> [Short task]:
Extract every line of the entries below and reproduce each one word for word, with nothing added or left out.

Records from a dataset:
-------------------------

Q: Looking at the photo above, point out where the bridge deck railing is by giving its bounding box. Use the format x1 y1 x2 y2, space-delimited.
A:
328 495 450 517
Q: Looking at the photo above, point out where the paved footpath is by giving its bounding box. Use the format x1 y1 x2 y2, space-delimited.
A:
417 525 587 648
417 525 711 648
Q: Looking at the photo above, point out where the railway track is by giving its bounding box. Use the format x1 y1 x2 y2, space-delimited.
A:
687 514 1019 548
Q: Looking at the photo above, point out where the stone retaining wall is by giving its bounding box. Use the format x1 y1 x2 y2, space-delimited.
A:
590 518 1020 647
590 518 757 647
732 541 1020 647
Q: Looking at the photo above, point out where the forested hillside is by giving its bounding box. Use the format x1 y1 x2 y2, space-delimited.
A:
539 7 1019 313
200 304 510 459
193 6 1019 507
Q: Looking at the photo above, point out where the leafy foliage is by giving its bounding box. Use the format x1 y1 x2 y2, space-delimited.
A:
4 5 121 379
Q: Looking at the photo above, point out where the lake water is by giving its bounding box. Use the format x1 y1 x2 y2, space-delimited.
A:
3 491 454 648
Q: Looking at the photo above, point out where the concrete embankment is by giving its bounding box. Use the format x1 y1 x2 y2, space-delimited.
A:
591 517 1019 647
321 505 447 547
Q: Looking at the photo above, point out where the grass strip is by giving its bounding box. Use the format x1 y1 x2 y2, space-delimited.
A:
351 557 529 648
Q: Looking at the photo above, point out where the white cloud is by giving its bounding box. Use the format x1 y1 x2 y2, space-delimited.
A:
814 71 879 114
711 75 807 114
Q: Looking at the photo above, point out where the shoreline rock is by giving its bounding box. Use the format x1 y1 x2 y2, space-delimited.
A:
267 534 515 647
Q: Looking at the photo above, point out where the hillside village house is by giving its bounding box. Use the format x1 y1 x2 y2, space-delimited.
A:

-------------------------

> [Task response]:
Q: Looking at the photo above, point out where the bridge deck railing is by giving its bounding box. Use the format x1 y1 x2 y2, space-delimited.
A:
328 495 450 517
Q: Looking at the photo above, point out where the paved footpath is by giving its bounding box. Use the format x1 y1 x2 y2, space-delimited.
A:
417 525 587 648
417 525 711 648
Q: Looking at the photo above, point out where the railway track is by giving its bounding box. Use the format x1 y1 x2 y2, space-delimited.
A:
687 514 1019 548
Q: Looking at the photo above, point out where the stone retaining wall is by giving its bounding box. Use the format x1 y1 x2 y2, space-delimited.
A:
590 518 1020 647
590 518 757 647
732 541 1020 647
Q: Looking at the photo above, point out where the forested hillside is by giving its bounding box. Use the format x1 y1 x2 y2, space-delimited.
A:
539 7 1019 313
200 304 510 459
193 6 1019 507
Q: Looking at the photo above, point out where the leafy foliage is by giving its bounding box. Use the format x1 y1 x2 y2, space-delimited.
A:
4 5 121 379
Q: Looking at the photo above, point out where the lake water is by giving its bounding box. Use the format x1 y1 x2 y2, space-delimited.
A:
3 491 454 648
Q: Looking at the photo above, point out where the concrete embankment is by giving its bounding box. Use the format x1 y1 x2 y2, space-delimited.
A:
591 517 1019 647
321 505 447 547
Q: Looking at the photo above, point out where the grass strip is by giving its bounding box. Use the format x1 y1 x2 y2, space-delimited.
A:
351 557 529 648
Q: Looking at the photo above, point out where the white cloud is by giving its bounding box. Use the format x1 y1 x2 y2, space-delimited.
A:
814 71 879 114
711 75 807 114
Q: Looking at the photo above, point out where the shoreline rock is by giving its bounding box. Use the format x1 y1 x2 y2, space-delimited.
A:
267 534 515 647
Q: Looking at the photo above, point out where the hillside village house is by giving its bounding box. Use the format x1 y1 x2 y2, space-delimited.
A:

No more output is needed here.